Could you copy every record exactly, leaving the pictures behind?

───── Material supplied

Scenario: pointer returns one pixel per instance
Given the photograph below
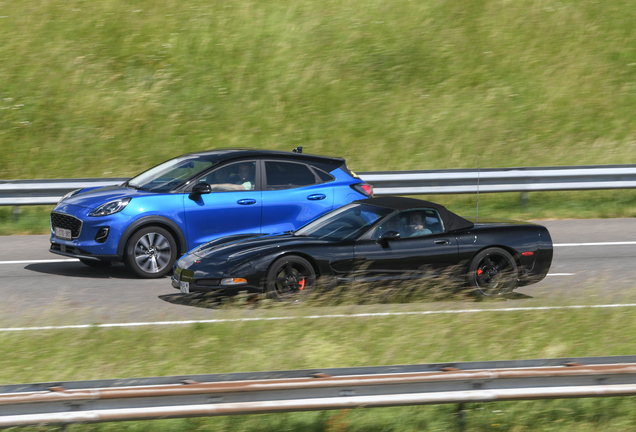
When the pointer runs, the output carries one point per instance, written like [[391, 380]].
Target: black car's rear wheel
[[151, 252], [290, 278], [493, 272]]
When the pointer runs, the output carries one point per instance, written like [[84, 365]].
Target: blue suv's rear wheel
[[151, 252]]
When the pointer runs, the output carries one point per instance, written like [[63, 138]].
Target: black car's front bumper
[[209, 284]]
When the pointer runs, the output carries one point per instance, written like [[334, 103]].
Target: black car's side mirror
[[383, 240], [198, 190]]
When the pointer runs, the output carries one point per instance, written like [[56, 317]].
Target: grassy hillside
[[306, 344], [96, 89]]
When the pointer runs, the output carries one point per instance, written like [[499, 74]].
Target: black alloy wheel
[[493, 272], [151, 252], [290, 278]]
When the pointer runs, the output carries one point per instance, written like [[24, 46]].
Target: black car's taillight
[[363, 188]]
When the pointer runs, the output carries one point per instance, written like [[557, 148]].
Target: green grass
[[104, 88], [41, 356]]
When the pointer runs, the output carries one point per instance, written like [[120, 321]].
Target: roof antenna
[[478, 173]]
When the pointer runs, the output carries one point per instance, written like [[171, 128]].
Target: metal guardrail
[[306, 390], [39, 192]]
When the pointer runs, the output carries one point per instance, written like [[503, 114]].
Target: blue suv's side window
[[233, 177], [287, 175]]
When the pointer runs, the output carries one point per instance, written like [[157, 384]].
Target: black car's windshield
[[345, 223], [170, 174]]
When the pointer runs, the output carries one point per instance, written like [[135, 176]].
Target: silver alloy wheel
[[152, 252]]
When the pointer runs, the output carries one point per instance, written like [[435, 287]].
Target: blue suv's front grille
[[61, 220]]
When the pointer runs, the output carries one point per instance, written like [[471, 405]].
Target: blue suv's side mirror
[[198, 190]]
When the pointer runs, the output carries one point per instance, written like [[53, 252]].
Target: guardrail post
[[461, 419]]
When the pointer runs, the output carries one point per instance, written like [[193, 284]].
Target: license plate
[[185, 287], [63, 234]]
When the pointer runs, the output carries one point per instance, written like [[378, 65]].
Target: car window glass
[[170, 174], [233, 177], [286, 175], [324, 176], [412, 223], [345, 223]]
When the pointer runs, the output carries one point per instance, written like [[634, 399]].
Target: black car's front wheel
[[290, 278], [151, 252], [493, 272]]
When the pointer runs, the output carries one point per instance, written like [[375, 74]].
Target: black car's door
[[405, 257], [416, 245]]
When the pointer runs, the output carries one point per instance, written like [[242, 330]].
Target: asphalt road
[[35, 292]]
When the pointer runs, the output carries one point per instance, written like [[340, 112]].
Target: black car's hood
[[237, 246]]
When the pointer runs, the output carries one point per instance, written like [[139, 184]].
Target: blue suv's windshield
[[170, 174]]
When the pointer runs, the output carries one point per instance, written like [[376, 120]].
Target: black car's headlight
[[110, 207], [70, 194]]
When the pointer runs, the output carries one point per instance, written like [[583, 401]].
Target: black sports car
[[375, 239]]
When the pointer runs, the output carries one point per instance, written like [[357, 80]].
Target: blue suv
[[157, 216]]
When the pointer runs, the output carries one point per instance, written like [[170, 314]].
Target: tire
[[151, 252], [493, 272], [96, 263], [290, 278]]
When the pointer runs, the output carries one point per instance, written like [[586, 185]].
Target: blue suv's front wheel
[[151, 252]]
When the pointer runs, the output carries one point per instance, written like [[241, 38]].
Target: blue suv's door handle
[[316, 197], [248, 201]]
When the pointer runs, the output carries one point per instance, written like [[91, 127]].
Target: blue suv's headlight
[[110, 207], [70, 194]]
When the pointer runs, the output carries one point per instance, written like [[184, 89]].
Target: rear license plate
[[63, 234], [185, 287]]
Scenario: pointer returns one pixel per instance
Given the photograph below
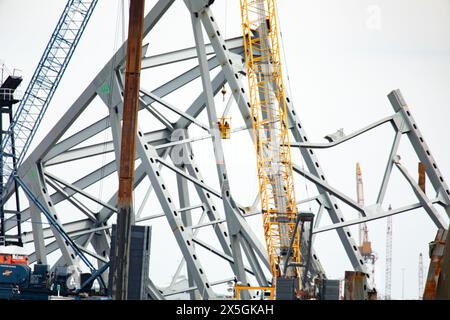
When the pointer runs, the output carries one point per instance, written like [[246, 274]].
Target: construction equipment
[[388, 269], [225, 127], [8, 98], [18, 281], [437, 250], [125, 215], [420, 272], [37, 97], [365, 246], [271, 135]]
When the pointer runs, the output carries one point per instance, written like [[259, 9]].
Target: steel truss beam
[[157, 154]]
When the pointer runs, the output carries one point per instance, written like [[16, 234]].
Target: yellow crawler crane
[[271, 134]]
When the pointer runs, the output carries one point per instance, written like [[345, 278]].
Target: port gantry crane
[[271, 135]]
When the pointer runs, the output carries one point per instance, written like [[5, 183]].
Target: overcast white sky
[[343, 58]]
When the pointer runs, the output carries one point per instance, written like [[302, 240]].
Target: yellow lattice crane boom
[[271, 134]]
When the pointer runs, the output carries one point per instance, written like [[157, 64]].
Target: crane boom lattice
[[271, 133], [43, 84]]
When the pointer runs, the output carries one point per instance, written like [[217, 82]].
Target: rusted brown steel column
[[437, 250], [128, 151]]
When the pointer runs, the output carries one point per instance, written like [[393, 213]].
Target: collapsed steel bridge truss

──────────

▶ Solution:
Scenario: pointer returns one pixel per instance
Given the photograph below
When the pointer runs, the output carries one point per instance, written like [[391, 380]].
Target: black car's rear wheel
[[151, 252], [290, 278], [493, 272]]
When the pointer runs, the output carries one point per instance, written like [[84, 365]].
Target: blue suv's rear wheel
[[151, 252]]
When the pointer runs, the output carries one point per instance, written like [[63, 138]].
Target: black car's front bumper
[[209, 284]]
When the pointer runs, the output carries one point per instance, written like [[334, 103]].
Target: black car's side mirror
[[383, 240], [198, 190]]
When the pointer runs, the output carries one point per instance, written like [[56, 317]].
Target: grassy hillside
[[306, 344], [96, 89]]
When the pointer runs, the output carries one point per instance, written like [[499, 74]].
Target: black alloy wheel
[[493, 272], [151, 252], [290, 278]]
When the pointer runs, the output carries one point per instance, written like [[24, 46]].
Target: black car's taillight
[[363, 188]]
When the pointer runs, the output carries one point per instance, written like [[557, 148]].
Target: green grass
[[104, 88], [41, 356]]
When the pointer runs, the output carries one point per instance, written like [[120, 321]].
Target: roof antenna
[[478, 173]]
When the pointer runs, the output carries one point per instance, written like [[171, 128]].
Target: metal guardrail
[[306, 390], [39, 192]]
When the pointer runs, the output carries one point per instance, written like [[503, 114]].
Target: blue suv's side window
[[233, 177], [287, 175]]
When the pointer runs, the output carries one point per instance, written like [[157, 384]].
Target: black car's windshield
[[345, 223], [170, 174]]
When the pointer runs, the output carries one point per instance, written like [[135, 176]].
Target: silver alloy wheel
[[152, 252]]
When the pointer runs, the output carries one point per instance, written like [[435, 287]].
Target: blue suv's front grille
[[61, 220]]
When the pointer runs, the output carries one point per instance, written like [[471, 405]].
Target: blue suv's side mirror
[[198, 190]]
When the pointer runs, the output carries one point per instance, written like [[53, 252]].
Target: guardrail post
[[461, 419]]
When the pointer runs, the output carries one point per instance, written like [[193, 284]].
Target: license plate
[[185, 287], [63, 234]]
When the pointer runs, the output carries one point per instance, written like [[378, 65]].
Target: car window glass
[[170, 174], [233, 177], [286, 175], [324, 176], [412, 223], [345, 223]]
When the pointer runs, the output carries one point per instance, written like [[634, 399]].
Target: black car's front wheel
[[290, 278], [151, 252], [493, 272]]
When the pointer runs, the output carries one point per instance, written like [[375, 74]].
Target: black car's door
[[405, 257], [416, 245]]
When the pointer runs, the output carries one point per instance, written like [[242, 330]].
Target: asphalt road
[[35, 292]]
When the pointer runs, the output carries one point per instance, written like [[340, 112]].
Target: black car's hood
[[237, 246]]
When the pointer runs, the output carries one point per instance, written like [[139, 184]].
Target: blue suv's windshield
[[170, 174]]
When the pointer runs, the output carries one point per instance, written like [[376, 120]].
Target: black car's headlight
[[110, 207], [70, 194]]
When the pointer runs, the output carries one point per instance, written like [[583, 401]].
Target: black sports car
[[375, 239]]
When the pointer runs, the output carries one point per instance, written like [[357, 80]].
Target: blue suv
[[157, 216]]
When the pointer runs, the output carries one point per instance, written like [[170, 314]].
Target: tire
[[151, 252], [493, 272], [96, 263], [290, 278]]
When the pointer runs, the output carries one point per instance, written like [[586, 185]].
Target: blue suv's front wheel
[[151, 252]]
When the pointer runs, the output carries one point per instance, written like [[241, 38]].
Target: blue suv's door handle
[[316, 197], [248, 201]]
When the pointer runs, the output carries one point per instance, written like [[91, 127]].
Target: blue suv's headlight
[[110, 207], [70, 194]]
When the pointer runs, the output carries one point per instance, written like [[184, 89]].
Target: rear license plate
[[63, 234], [185, 287]]
Scenario: pointer returns one pixel per instance
Given the photograph below
When the pointer runs, the output carries one point per instance, written like [[246, 274]].
Target: construction equipment
[[388, 269], [225, 127], [8, 98], [18, 281], [437, 250], [125, 215], [420, 272], [37, 97], [365, 246], [271, 135]]
When the pointer runs, the output carries one point per instance, written like [[259, 9]].
Target: steel truss beam
[[157, 154]]
When the pointer runs, the output carries one point per instance, written like [[16, 234]].
Target: yellow crawler crane
[[271, 134]]
When the pointer runs, the output carries one point per instance, written like [[345, 278]].
Target: port gantry crane
[[271, 135]]
When the pointer runs, the output carries one point per instance, written like [[5, 183]].
Target: overcast white sky
[[343, 58]]
When the pointer runs, the output carries one point per instance, written like [[302, 240]].
Target: yellow lattice crane boom
[[271, 134]]
When the pointer runs, the output carries one point per instance, written like [[157, 64]].
Target: crane boom lattice
[[271, 133], [43, 84]]
When the pointer runs, the output carries one point per instance, written like [[217, 82]].
Target: rusted brown steel column
[[437, 250], [128, 151]]
When the pointer runs, the output carries one point per instance, written like [[393, 213]].
Target: collapsed steel bridge truss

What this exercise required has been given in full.